Le partage territorial entre la lignée vicomtale et la branche cadette, dite des seigneurs de Léon, dans les dernières années du XIIe siècle, avait occasionné une véritable bipolarisation de l’espace léonard autour des deux nouvelles « capitales », respectivement Lesneven et Landerneau. Notons que, dès 1206, fonctionne dans cette dernière ville un embryon de chancellerie des seigneurs de Léon[15], même si ces derniers résident sans doute également à la Roche-Maurice et à la Forêt-Landerneau (Goëlet-Forest) ; notons au surplus que c’est peut-être cette concentration de châteaux dans la vallée de l’Elorn qui a provoqué « l’involution » rapide de celui de Landerneau[16]. L’ombre portée de ces différentes forteresses couvre un territoire dont le fleuve constitue l’axe et qui, depuis les conquêtes entreprises par les vicomtes de Léon au détriment de ceux de Cornouaille, s’étend également sur la rive sud, correspondant à l’horizon que Ténénan, d’après sa vita, pouvait embrasser du regard, depuis son ermitage de la Forêt-Landerneau[17]. L’implantation du culte de Conogan à Beuzit est attestée, comme on l’a vu, depuis le milieu du XIe siècle au moins : il pouvait donc être fort tentant pour un hagiographe contemporain du partage territorial dont nous avons parlé, d’intégrer à l’histoire de son héros le topos du séjour du saint à la cour du prince, en l’occurrence celle, récemment constituée, du seigneur de Léon, à Landerneau ; topos qui correspond à la situation vécue par de nombreux saints des temps mérovingiens, mais fortement réactualisée à l’époque féodale, et qui illustre la question de savoir si l’on peut réellement se sanctifier lorsque l’on vit au sein d’un tel réceptacle des passions séculières.

EXTRAIT DE DONNÉES:
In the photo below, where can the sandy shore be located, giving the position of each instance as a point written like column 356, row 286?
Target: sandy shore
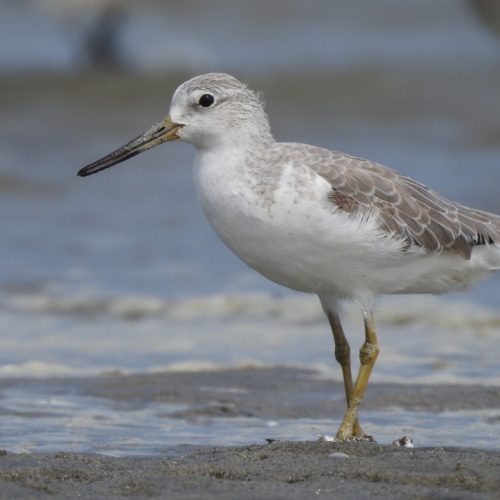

DÉFIS:
a – Traduisez en anglais cette phrase du document sur le partage du Léon : « Le partage territorial entre la lignée vicomtale et la branche cadette, dite des seigneurs de Léon, dans les dernières années du XIIe siècle, avait occasionné une véritable bipolarisation de l’espace léonard autour des deux nouvelles « capitales », respectivement Lesneven et Landerneau. »
b – Poursuivez le document sur le partage du Léon à partir de sa dernière phrase.

LES RÉPONSES:
a – The territorial division between the line of the viscounts and the cadet branch, known as the lords of Léon, in the last years of the twelfth century, had brought about a genuine bipolarization of the Léon area around the two new "capitals," Lesneven and Landerneau respectively.

b –
Plus tard, on voit qu’Albert Le Grand,  –  qui présente Conogan comme une sorte de réformateur post-tridentin et fixe à cinq années la durée de l’expérience mondaine du saint –, hésite quant à savoir s’il s’agissait de la cour de la branche cadette de Léon ou de celle de la branche vicomtale : à son époque, cette confusion était en effet soigneusement entretenue par les Rohan qui, pour être les héritiers à Landerneau des seigneurs de Léon, n’en revendiquaient pas moins également la part historico-légendaire du patrimoine vicomtal, afin d’enrichir encore leur mythologie familiale[18]. Au demeurant, la localisation de cet épisode, – pour autant qu’on admette qu’il figurait bien dans l’« hypothétitexte » dont s’est inspiré le dominicain – , ne laissera jamais d’être discutée : en effet, d’après la notice, déjà citée, du cartulaire de Landévennec, le second bien que Conogan avait donné en dicombit à cette abbaye s’appelait Lan Loesuc ; or, le village de Lannoazoc, – c’est la forme actuelle de ce toponyme, dans la commune de Ploudaniel  – , est situé à moins de huit kilomètres de Lesneven, capitale et principale résidence des vicomtes de Léon à la fin du XIIe siècle.

André-Yves Bourgès



[1] A. Le Grand, « La Vie de saint Guenegan, Evesque de Cornouaille Confesseur le 15 octobre », La vie des saincts de la Bretaigne armorique, 1e éd.,  Nantes, 1637, p. 363-365.
[2] Ibidem, p. 365.
[3] J. de Malbrancq, De Morinis et Morinorum rebus, t. 1, Tournai, 1639, p. 489-491.
[4] ASS, Oct., VII, p. 43.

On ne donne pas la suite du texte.